(TASK REQUIREMENTS):
When you reach the line containing "Query: finger" in the entries below, start writing out each line exactly, and stop after the line containing "Task: confirm every instance of the girl bears".
-- -- --
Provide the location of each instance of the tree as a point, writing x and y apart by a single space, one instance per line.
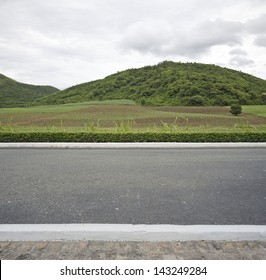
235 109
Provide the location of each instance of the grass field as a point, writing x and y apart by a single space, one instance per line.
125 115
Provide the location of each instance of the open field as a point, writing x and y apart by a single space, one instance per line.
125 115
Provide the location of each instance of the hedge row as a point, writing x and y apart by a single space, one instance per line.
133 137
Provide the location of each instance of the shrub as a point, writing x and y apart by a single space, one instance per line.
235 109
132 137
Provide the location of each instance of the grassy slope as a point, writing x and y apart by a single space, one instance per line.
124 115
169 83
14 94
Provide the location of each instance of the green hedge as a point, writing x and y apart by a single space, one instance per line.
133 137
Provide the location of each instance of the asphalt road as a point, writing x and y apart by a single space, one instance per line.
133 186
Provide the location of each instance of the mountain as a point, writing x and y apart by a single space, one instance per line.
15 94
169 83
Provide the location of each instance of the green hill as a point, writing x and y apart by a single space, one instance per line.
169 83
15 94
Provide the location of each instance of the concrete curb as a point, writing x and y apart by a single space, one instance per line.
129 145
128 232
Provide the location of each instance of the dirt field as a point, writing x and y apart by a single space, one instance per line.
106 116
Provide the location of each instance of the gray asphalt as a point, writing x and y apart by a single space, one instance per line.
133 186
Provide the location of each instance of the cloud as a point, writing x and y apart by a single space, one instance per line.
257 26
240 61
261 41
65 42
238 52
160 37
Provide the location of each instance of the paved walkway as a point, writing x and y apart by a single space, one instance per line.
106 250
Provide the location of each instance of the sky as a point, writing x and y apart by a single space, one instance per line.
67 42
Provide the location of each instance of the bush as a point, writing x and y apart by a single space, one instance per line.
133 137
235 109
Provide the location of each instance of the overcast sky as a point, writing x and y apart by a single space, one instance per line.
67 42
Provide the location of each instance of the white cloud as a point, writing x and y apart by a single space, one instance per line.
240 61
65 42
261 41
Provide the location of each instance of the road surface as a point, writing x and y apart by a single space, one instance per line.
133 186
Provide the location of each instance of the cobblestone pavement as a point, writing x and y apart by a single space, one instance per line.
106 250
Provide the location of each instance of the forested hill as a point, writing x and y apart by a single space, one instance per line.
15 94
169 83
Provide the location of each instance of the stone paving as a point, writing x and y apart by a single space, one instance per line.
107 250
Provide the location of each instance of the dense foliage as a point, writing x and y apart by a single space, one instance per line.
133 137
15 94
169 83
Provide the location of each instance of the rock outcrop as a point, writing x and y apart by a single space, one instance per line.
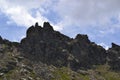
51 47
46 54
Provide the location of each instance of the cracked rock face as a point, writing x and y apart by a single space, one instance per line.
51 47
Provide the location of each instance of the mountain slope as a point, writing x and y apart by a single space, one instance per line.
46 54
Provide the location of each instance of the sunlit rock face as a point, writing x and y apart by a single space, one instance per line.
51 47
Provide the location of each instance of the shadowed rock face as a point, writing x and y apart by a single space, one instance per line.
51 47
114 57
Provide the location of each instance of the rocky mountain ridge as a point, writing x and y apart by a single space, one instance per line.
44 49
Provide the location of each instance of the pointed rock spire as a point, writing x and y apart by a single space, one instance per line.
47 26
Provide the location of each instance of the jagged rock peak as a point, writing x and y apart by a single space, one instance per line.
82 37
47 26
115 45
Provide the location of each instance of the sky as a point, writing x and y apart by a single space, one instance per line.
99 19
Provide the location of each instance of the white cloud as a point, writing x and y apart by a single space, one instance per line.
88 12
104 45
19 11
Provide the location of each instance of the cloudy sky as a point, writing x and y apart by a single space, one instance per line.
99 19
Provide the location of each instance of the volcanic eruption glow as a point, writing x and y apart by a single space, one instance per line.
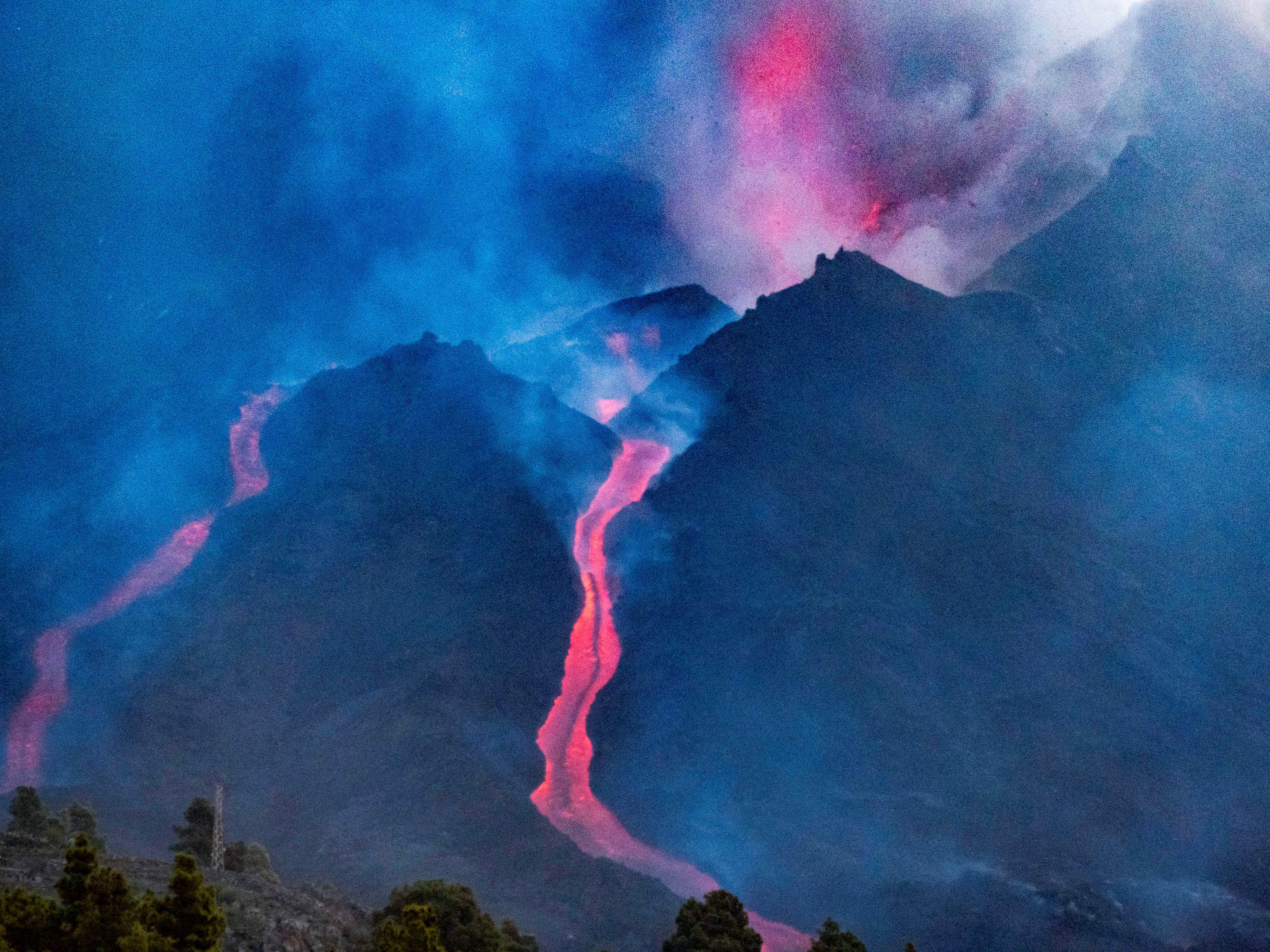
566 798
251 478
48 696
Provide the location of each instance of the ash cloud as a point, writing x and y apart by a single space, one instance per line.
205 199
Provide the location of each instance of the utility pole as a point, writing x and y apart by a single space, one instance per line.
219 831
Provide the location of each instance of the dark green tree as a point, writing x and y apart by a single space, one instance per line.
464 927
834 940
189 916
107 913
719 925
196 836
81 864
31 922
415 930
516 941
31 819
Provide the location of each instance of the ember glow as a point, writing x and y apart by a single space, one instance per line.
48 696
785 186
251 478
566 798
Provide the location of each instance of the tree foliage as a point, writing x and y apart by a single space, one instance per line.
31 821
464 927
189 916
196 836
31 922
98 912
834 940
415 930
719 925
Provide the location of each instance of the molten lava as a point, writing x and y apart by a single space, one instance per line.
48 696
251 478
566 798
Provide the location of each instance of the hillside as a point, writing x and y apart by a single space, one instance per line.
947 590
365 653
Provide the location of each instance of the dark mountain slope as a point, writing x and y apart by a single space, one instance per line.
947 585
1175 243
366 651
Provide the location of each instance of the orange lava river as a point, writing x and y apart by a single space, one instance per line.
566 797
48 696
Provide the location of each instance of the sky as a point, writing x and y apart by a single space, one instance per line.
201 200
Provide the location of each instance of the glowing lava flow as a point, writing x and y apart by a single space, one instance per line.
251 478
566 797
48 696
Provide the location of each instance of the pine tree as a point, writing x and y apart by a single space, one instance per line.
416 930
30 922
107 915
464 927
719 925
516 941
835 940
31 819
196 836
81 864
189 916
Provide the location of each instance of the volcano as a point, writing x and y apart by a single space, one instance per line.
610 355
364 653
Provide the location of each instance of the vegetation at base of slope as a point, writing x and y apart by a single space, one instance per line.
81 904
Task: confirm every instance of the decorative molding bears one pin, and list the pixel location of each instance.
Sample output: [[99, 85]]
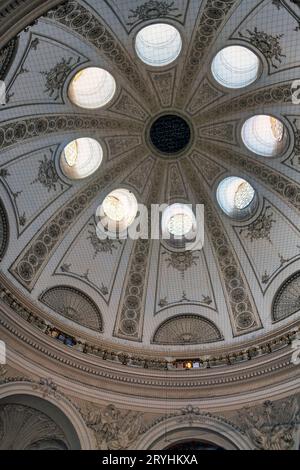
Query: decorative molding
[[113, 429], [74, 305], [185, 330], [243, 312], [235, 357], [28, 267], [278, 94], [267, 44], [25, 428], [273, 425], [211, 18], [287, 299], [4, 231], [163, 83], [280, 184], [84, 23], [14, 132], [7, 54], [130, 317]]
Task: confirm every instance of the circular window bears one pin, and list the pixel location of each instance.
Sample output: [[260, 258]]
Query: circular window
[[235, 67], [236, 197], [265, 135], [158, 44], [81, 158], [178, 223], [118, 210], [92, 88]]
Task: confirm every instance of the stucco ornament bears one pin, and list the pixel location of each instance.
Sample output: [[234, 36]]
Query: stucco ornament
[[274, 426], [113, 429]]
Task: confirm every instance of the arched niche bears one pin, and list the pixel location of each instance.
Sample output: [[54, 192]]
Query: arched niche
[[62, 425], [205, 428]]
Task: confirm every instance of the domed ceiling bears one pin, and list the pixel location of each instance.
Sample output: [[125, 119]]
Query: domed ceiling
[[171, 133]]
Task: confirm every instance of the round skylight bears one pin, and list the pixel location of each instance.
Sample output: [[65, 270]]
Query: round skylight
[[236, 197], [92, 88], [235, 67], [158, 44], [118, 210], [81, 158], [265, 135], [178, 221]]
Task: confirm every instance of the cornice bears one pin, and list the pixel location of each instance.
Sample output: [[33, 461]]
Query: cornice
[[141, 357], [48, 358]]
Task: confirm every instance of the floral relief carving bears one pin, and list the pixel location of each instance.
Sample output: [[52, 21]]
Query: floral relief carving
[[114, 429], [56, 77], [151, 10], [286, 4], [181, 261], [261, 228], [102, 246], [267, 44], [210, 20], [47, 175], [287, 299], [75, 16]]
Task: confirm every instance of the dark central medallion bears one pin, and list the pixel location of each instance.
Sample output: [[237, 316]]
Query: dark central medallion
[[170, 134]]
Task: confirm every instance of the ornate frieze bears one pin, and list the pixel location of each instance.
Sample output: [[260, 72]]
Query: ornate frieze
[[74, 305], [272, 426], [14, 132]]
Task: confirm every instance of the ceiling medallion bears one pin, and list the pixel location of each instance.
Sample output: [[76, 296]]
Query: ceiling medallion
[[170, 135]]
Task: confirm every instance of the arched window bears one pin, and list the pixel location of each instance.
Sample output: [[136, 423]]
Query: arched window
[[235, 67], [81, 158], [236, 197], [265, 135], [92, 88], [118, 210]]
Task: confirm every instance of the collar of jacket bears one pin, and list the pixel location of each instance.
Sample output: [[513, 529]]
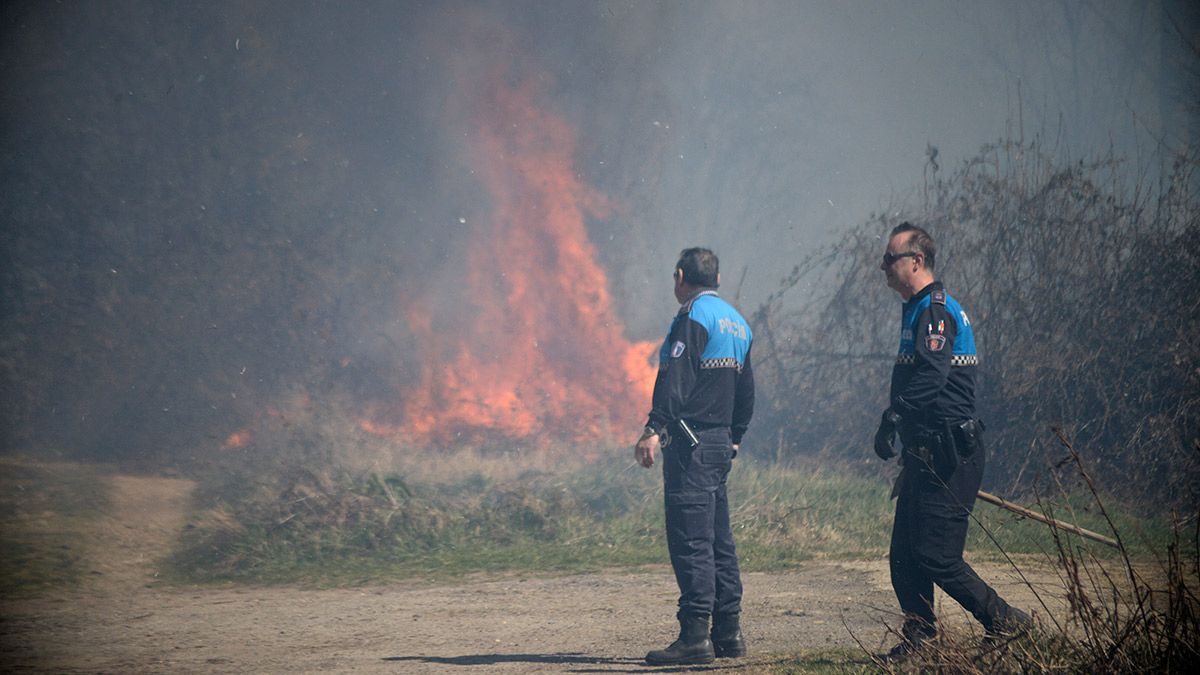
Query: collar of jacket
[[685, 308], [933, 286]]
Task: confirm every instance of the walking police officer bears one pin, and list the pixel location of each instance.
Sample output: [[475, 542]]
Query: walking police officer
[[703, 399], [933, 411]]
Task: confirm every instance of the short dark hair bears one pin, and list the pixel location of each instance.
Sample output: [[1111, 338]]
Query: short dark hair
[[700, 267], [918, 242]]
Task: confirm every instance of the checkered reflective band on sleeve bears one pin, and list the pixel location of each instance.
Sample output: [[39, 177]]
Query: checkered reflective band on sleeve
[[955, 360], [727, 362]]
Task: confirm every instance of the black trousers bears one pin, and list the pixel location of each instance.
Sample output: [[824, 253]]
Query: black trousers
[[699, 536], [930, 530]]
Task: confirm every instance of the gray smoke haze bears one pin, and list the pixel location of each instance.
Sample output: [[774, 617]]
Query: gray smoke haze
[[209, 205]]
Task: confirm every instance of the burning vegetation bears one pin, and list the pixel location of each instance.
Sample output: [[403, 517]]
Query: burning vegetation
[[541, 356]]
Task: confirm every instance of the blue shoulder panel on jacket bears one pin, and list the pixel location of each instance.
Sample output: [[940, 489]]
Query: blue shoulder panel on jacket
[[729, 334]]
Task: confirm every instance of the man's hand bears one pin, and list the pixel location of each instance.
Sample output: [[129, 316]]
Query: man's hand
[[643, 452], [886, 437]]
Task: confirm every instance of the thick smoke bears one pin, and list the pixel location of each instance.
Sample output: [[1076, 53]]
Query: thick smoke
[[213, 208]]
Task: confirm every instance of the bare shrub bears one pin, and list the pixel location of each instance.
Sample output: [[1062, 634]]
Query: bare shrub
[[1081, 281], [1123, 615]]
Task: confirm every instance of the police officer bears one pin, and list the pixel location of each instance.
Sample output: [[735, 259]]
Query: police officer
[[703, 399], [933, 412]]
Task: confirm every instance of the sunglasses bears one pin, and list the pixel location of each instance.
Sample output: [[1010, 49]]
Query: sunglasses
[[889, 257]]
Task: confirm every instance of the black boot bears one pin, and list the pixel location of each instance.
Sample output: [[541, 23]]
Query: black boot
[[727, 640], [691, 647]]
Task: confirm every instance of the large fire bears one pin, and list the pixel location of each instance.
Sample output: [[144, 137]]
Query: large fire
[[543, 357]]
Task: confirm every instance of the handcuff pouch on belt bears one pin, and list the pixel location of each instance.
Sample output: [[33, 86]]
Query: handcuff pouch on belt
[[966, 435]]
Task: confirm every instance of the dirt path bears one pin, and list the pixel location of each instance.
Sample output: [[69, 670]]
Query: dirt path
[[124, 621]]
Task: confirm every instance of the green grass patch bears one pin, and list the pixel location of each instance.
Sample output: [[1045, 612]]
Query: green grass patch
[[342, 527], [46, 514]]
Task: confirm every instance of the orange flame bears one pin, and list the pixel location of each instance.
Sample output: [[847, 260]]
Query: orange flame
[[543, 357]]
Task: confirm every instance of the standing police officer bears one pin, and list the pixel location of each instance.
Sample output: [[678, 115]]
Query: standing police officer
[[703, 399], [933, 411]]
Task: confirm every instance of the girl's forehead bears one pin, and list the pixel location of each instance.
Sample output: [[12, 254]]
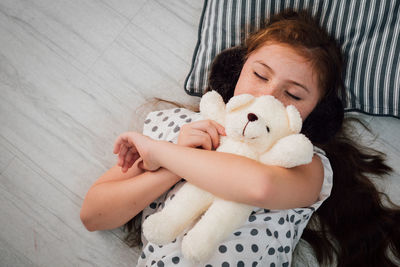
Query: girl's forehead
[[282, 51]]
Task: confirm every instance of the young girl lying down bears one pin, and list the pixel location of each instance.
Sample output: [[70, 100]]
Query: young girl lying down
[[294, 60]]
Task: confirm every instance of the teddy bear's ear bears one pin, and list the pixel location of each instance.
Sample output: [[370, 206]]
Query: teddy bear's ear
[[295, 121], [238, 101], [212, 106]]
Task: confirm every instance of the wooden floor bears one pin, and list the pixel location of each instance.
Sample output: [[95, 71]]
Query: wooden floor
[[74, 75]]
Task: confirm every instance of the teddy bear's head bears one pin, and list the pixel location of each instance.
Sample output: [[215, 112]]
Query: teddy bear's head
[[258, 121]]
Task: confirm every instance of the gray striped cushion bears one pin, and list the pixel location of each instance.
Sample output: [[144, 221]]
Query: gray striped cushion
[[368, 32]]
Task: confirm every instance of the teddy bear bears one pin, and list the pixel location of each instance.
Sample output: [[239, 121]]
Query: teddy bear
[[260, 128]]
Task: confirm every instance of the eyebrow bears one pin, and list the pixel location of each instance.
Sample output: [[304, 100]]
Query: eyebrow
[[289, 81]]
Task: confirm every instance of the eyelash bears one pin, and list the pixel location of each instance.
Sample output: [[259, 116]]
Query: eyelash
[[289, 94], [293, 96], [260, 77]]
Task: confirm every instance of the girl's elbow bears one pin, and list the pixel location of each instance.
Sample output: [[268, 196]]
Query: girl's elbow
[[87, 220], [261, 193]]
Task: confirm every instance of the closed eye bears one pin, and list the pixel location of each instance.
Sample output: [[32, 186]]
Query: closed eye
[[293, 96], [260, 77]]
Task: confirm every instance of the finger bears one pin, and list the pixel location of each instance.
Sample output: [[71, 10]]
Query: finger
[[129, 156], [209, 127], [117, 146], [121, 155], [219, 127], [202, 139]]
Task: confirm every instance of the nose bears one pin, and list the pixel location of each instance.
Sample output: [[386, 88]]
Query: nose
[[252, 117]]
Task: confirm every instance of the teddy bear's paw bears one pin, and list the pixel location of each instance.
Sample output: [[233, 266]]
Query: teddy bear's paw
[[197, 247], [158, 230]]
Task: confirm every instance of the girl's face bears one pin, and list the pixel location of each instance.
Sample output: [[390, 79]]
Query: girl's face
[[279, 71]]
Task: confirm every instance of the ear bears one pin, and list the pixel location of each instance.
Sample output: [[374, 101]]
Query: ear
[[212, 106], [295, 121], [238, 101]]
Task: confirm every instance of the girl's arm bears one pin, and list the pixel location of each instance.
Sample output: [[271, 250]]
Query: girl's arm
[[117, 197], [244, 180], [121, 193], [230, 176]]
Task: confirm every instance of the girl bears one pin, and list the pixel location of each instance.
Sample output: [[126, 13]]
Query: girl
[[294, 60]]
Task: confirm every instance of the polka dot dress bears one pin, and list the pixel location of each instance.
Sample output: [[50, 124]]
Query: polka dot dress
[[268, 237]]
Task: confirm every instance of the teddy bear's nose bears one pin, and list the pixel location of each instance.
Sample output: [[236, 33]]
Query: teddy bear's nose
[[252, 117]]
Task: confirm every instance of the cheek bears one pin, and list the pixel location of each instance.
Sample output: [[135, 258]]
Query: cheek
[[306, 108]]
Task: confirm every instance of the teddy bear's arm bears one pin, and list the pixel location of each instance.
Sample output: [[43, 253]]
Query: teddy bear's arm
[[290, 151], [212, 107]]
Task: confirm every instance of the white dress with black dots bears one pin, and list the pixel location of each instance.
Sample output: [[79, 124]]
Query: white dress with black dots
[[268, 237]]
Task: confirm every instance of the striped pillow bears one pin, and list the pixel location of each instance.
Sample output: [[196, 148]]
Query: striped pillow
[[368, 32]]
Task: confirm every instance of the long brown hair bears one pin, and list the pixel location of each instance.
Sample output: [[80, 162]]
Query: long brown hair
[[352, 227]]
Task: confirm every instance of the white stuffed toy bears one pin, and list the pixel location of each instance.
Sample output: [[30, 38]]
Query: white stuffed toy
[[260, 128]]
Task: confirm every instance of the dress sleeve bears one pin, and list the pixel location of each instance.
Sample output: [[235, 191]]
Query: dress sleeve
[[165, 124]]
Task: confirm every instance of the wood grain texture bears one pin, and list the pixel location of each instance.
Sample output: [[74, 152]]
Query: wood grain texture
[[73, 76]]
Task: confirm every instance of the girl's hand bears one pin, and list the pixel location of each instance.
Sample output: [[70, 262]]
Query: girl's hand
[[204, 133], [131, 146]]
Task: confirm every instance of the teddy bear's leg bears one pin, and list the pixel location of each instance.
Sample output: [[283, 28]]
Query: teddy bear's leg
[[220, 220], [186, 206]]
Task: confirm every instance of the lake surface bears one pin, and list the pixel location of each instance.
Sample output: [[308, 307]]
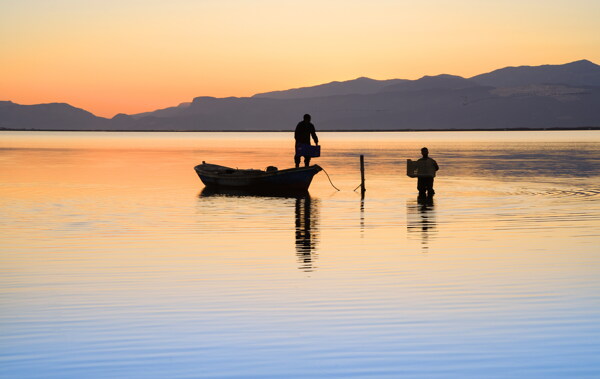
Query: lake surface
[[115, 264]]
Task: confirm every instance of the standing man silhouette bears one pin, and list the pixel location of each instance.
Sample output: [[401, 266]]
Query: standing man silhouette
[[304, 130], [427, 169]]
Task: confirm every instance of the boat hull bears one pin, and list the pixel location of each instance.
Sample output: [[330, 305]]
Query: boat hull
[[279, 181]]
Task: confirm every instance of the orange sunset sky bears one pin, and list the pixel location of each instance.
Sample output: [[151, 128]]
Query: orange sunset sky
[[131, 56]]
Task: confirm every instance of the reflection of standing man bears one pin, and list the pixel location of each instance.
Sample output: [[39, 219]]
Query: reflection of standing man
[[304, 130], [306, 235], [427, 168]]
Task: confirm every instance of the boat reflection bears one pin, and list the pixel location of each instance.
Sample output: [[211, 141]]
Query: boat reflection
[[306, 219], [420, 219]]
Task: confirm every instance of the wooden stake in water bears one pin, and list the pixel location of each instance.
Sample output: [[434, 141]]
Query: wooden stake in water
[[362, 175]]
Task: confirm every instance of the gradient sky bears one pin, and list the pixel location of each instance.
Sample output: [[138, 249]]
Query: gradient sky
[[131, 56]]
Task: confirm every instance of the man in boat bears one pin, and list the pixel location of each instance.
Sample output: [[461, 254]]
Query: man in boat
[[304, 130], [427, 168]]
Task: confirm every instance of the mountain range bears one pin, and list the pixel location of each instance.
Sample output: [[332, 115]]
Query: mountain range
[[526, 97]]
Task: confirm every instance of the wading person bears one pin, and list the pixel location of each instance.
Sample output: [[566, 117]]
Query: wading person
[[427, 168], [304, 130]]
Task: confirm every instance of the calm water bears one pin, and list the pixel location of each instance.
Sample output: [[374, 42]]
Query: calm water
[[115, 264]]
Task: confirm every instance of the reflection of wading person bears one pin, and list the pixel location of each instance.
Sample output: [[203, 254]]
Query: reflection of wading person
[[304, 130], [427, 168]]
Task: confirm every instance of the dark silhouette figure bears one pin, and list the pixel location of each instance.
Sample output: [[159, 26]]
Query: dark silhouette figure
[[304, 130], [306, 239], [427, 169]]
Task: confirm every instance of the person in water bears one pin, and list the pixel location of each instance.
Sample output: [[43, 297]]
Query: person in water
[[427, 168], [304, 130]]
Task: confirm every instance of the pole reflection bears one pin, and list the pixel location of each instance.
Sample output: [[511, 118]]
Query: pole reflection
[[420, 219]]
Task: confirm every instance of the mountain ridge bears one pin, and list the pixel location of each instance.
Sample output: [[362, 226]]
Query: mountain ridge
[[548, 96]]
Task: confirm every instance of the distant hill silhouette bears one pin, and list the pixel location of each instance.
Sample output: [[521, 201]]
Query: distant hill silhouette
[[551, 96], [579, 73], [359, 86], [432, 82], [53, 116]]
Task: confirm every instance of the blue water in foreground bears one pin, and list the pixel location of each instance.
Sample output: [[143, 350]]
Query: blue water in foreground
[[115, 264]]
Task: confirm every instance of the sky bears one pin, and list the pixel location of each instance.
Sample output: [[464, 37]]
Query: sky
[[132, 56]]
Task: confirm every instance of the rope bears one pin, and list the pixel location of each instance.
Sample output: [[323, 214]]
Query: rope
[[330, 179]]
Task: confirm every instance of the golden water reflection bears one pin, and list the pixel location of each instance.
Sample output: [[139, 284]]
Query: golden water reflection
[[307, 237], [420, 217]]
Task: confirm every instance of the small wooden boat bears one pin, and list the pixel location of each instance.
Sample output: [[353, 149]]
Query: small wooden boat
-- -- --
(OUTPUT FOR THIS TASK):
Query: finger
[[129, 156], [209, 127], [117, 146], [121, 155], [219, 127], [202, 139]]
Task: confirm every instance of the nose bears one pin, and list the pixel location of each instance.
Sample output: [[386, 88]]
Query: nose
[[252, 117]]
Task: confirm every instance of the teddy bear's paw bears one pin, and list the pixel location of each instance.
Sample output: [[233, 266]]
Query: teddy bear's paw
[[197, 247], [158, 230]]
Task: confirm every instance of the girl's face bears one pin, and list the pixel location of each instance.
Sample output: [[390, 79]]
Query: girl's face
[[279, 71]]
Task: confirm every instance of the ear bears one pin, and list the pixel location of each instance.
Sample output: [[374, 101]]
Query: ear
[[212, 106], [295, 121], [238, 101]]
Task: confirm every instance of the girl's arm bears one pin, and list the pixel location of each instance.
Sample output: [[271, 250]]
Query: girl's arm
[[117, 197], [244, 180], [121, 193], [230, 176]]
Task: confirm every instance of the girl bears one pin, and list the pixel location of each instance.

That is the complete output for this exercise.